# New Electric Guitar



## tmitch45 (Jul 29, 2006)

Got myself a new electric guitar from the good lady wife for Christmas. I'd consider myself to be an improver on the guitar and my interest has been rekindled by the PS3 game rocksmith.

So my squire strat is 18 years old and a little rough around the edges so I wanted something a little different. Originally I wanted a les paul style guitar so with a £300 budget I was looking at epiphones and ESP LTD's etc but after buying a 'Friday afternoon' Ltd with issues I eventually after some research tried and bought a Schecter Omen Extreme 6. The best description of the guitar I can give is it looks and feels a little like a strat with the sound and feeling of a Les Paul. Anyway here she is:-





Finally on reading the care instructions I was amused to find they use and recommend using Meguiars products!!


----------



## nick.s (Dec 21, 2009)

Tidy  These are very well appointed aesthetically. Only thing I didn't get on with was the neck, quite thin for my hands. I went for a fat Les Paul to compensate for the skinny neck


----------



## tmitch45 (Jul 29, 2006)

nick.s said:


> Tidy  These are very well appointed aesthetically. Only thing I didn't get on with was the neck, quite thin for my hands. I went for a fat Les Paul to compensate for the skinny neck


Yes the neck is quite thin which surprised me as my hands are quite big but somehow it works well and it feels good. I had the Ltd ec 256 and that had a twisted neck and that had a narrow neck and I kept catching on the adjacent strings when fretting notes. I think it just goes to show that you must try guitars before you buy them!


----------



## Guitarjon (Jul 13, 2012)

Shows how we are all different I personally love thin necks- a tele neck is great to me but I hate SG type necks.

Lovely finish on the guitar though. Schecter make some nice guitars.


----------



## nilitara (May 2, 2008)

Very nice guitar you've got there, liking that top!!


----------



## PugIain (Jun 28, 2006)

Nice!


----------



## hoodedreeper (Dec 19, 2013)

Very nice!


----------

*Exercise brief*
Update the stretch of the guitar forum thread above from "## Guitarjon (Jul" through "liking that top!!" by replacing "SG" with "Les Paul", and give that stretch again.

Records
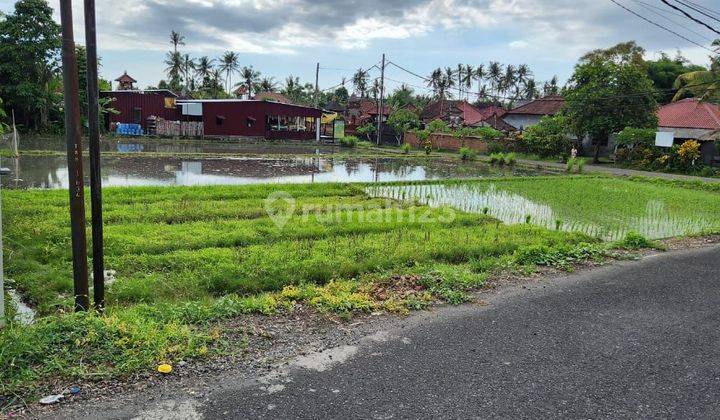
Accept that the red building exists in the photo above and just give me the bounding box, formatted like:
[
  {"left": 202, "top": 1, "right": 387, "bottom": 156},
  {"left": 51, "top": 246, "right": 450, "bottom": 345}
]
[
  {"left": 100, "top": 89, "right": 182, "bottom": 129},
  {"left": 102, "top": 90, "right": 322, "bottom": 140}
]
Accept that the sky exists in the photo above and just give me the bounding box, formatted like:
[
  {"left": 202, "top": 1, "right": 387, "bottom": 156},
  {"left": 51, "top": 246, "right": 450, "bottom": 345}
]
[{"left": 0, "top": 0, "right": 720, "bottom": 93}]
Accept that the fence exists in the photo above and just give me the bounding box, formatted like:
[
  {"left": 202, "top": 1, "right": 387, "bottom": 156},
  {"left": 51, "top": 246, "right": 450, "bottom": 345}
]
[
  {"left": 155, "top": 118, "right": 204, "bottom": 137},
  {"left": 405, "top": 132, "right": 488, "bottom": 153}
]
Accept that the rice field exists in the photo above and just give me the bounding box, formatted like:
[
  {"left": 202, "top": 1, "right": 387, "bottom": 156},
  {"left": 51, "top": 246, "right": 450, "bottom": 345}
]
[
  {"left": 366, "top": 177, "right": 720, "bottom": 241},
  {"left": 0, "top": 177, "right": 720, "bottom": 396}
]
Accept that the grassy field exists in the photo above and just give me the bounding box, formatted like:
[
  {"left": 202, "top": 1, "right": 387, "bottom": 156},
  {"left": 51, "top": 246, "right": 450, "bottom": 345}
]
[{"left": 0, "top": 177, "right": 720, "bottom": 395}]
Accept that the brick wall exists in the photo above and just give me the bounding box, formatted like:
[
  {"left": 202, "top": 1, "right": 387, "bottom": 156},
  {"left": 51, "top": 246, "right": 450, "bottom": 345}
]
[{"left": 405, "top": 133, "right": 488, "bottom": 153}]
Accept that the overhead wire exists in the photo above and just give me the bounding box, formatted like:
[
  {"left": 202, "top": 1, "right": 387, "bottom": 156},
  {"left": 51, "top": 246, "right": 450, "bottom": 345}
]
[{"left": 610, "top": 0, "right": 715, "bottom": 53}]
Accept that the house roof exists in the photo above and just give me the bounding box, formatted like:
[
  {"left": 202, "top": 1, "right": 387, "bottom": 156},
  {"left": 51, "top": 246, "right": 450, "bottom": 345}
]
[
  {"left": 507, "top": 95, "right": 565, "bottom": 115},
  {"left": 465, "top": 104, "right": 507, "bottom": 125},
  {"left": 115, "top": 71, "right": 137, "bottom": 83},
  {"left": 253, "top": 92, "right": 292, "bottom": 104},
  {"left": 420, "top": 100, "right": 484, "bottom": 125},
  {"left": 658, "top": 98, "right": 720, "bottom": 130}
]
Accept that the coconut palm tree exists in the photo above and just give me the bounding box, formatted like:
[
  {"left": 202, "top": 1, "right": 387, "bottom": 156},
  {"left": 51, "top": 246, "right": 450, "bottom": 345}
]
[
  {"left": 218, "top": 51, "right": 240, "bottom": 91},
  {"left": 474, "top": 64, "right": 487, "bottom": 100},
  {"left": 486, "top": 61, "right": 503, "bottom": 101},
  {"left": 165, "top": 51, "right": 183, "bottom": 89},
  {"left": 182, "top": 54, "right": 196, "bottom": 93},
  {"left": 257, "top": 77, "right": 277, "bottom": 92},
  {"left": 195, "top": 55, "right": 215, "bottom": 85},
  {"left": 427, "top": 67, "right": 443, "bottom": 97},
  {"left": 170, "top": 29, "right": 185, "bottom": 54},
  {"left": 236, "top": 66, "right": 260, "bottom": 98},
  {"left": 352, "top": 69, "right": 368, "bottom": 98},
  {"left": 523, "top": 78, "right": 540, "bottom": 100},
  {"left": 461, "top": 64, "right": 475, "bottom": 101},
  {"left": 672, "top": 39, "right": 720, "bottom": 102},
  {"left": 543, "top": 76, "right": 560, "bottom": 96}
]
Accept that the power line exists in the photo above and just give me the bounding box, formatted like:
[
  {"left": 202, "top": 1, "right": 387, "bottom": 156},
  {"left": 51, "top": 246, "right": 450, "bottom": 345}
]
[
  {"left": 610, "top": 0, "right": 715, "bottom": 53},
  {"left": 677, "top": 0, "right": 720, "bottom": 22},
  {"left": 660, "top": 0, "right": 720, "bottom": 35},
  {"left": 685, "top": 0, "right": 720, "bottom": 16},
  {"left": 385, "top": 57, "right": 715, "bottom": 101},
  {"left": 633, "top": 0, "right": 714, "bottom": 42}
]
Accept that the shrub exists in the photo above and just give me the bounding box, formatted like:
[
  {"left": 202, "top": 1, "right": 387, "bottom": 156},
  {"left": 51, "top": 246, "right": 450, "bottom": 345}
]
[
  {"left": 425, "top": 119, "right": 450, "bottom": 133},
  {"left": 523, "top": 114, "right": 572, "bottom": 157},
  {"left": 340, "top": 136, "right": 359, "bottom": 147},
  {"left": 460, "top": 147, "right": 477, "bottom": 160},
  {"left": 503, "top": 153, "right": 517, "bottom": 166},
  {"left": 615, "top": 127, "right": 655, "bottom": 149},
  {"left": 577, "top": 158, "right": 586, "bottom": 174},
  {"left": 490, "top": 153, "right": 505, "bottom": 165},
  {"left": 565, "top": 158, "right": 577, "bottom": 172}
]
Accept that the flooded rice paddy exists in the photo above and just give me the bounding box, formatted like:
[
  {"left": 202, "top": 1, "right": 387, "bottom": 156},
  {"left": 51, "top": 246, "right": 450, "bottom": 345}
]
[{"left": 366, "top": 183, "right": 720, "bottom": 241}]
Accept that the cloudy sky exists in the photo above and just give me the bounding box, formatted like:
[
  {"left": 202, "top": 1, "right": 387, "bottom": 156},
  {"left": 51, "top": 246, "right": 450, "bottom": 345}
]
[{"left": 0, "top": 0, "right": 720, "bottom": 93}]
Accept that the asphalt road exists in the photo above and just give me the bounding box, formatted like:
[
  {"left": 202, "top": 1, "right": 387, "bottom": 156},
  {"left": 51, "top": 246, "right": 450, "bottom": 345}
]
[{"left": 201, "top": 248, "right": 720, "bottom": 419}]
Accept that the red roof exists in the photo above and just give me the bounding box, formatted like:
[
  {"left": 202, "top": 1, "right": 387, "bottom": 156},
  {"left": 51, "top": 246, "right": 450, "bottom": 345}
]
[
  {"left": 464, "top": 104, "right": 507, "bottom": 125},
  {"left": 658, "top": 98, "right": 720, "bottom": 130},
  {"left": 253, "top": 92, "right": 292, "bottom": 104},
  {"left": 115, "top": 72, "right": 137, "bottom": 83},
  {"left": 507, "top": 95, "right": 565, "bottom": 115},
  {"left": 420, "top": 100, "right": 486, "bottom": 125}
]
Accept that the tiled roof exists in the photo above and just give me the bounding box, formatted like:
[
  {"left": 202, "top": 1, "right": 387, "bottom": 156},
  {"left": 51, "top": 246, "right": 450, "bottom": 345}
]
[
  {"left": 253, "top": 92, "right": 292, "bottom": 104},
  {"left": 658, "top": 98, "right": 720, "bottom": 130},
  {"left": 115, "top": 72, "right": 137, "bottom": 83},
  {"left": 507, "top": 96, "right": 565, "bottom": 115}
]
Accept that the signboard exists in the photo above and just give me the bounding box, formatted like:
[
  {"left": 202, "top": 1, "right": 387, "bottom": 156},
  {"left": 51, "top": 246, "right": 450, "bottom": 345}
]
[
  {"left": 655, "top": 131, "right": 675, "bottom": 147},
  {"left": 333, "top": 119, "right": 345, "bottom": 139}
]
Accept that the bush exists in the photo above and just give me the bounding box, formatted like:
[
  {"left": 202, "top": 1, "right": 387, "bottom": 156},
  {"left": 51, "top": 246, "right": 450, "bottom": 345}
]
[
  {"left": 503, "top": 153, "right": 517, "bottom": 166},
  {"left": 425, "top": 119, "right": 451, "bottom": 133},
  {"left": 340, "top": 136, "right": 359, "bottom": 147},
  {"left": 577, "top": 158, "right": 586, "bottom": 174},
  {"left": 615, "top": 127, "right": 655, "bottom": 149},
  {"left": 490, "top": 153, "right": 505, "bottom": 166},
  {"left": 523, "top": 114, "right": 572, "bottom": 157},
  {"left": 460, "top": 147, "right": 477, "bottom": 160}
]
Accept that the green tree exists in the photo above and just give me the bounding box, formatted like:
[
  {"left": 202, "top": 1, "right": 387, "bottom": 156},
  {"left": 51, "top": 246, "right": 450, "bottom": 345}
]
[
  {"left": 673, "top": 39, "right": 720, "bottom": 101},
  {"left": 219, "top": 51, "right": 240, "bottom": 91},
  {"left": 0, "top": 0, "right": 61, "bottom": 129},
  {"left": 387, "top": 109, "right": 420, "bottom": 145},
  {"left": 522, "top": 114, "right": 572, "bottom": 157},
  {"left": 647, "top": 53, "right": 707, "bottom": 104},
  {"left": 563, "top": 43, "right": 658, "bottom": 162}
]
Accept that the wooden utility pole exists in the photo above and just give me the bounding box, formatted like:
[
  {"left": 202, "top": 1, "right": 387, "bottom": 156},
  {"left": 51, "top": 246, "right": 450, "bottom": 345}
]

* * *

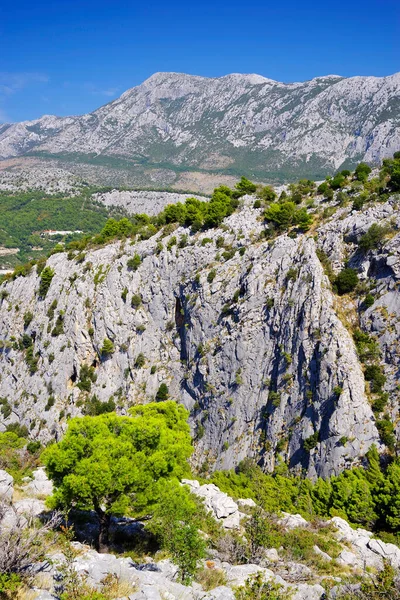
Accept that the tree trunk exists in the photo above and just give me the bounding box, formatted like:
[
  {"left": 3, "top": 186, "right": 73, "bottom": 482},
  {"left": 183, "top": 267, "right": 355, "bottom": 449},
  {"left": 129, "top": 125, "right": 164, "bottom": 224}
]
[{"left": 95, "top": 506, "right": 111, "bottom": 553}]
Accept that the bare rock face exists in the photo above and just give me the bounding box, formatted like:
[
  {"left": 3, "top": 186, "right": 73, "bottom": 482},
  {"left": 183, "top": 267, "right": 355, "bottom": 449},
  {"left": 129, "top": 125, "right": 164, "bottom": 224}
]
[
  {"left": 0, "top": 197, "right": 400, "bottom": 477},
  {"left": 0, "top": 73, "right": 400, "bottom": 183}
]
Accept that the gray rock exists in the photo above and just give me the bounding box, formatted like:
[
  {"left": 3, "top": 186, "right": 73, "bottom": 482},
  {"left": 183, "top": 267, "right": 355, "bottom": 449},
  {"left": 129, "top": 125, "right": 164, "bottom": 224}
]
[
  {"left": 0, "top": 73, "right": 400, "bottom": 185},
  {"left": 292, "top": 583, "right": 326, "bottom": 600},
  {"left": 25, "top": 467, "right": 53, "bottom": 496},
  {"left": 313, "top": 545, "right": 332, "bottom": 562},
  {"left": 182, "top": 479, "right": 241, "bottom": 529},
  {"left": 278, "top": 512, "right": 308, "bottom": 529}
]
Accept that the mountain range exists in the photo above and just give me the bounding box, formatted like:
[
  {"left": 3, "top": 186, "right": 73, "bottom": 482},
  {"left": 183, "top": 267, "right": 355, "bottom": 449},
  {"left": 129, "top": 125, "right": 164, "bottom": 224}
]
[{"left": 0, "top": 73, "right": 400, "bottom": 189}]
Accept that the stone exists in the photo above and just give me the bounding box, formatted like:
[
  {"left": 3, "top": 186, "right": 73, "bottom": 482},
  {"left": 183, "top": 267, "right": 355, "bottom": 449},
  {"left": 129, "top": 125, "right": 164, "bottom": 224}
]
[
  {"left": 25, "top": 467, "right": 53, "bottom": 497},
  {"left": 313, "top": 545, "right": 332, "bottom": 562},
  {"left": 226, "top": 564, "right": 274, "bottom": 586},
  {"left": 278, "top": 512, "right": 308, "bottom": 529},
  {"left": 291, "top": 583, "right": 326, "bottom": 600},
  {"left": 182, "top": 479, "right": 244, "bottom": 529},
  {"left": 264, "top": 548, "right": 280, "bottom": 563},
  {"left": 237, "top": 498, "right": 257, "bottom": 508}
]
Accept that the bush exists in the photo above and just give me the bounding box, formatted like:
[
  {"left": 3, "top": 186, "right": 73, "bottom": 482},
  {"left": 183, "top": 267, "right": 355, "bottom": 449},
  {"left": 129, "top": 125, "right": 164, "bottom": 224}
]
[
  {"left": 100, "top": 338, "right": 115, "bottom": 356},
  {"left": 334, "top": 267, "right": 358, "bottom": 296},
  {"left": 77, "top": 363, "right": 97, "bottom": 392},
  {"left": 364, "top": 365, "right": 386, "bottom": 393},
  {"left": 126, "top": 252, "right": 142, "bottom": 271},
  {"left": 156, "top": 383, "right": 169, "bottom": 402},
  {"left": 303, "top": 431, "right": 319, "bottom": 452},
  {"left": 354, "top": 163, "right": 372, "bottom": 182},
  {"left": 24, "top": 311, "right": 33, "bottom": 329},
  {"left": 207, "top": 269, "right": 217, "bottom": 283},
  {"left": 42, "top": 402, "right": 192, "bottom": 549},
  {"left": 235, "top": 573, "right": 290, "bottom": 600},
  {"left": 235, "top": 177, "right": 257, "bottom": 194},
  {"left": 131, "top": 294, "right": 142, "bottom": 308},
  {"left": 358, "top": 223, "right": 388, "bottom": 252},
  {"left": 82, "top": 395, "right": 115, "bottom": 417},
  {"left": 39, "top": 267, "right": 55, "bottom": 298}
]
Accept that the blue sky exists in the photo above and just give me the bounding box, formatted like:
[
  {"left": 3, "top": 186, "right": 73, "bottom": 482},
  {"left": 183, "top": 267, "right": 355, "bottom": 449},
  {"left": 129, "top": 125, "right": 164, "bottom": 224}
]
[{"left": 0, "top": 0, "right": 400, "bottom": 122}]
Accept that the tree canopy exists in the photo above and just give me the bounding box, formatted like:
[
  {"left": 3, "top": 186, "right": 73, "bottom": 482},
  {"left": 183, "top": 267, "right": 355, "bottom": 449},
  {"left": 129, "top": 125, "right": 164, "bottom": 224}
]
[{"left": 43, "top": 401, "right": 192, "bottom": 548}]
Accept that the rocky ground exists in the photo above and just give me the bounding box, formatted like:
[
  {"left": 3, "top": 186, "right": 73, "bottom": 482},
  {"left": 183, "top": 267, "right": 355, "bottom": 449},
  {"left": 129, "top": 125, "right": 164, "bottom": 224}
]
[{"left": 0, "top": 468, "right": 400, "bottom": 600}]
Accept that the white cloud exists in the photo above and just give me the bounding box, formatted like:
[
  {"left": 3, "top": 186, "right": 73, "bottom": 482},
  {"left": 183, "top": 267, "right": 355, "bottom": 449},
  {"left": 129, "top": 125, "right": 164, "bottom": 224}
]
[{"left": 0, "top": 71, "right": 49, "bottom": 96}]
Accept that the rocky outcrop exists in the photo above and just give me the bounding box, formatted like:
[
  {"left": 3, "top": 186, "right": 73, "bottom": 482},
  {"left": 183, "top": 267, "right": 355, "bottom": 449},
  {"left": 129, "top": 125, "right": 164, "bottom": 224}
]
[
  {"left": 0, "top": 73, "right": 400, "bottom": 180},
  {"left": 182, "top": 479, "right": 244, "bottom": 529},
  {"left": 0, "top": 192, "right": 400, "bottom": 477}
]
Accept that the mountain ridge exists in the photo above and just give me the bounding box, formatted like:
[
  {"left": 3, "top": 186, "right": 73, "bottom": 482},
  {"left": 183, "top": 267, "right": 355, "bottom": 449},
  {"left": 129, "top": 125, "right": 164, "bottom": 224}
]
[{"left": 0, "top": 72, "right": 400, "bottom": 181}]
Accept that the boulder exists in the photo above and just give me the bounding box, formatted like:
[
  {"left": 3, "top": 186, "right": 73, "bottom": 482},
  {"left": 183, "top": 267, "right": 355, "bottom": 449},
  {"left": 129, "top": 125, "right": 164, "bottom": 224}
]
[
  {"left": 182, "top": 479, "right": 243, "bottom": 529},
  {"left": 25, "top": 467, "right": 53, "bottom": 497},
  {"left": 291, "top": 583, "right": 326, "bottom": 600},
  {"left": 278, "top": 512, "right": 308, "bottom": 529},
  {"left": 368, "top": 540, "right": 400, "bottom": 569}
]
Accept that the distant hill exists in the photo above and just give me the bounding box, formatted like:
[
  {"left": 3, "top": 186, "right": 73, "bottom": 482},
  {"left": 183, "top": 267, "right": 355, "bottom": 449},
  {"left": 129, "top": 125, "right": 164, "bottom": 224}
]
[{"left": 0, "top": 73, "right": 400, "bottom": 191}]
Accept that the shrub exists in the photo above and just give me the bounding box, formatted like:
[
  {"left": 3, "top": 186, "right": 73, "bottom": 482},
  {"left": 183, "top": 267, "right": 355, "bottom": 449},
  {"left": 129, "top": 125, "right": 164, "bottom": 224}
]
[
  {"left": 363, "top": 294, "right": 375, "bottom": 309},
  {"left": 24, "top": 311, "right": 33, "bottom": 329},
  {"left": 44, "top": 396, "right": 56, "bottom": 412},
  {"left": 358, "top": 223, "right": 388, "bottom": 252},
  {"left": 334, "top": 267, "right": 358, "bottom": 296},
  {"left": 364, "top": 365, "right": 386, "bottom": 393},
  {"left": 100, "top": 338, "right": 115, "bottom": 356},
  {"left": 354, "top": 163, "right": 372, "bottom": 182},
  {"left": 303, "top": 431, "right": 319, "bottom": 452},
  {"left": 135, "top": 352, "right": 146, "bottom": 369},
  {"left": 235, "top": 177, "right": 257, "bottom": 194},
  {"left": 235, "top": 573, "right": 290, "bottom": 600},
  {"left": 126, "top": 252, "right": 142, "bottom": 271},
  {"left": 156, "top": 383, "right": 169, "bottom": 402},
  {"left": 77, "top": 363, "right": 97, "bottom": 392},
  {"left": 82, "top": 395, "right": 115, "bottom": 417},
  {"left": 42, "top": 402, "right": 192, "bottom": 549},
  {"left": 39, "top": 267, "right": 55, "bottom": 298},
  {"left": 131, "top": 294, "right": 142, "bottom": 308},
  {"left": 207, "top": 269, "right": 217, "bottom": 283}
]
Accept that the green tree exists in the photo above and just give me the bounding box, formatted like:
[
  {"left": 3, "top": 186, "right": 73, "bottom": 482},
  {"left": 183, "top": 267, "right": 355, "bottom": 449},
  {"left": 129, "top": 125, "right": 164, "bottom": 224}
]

*Reply to the exercise*
## Guitarjon (Jul 13, 2012)

Shows how we are all different I personally love thin necks- a tele neck is great to me but I hate Les Paul type necks.

Lovely finish on the guitar though. Schecter make some nice guitars.


----------



## nilitara (May 2, 2008)

Very nice guitar you've got there, liking that top!!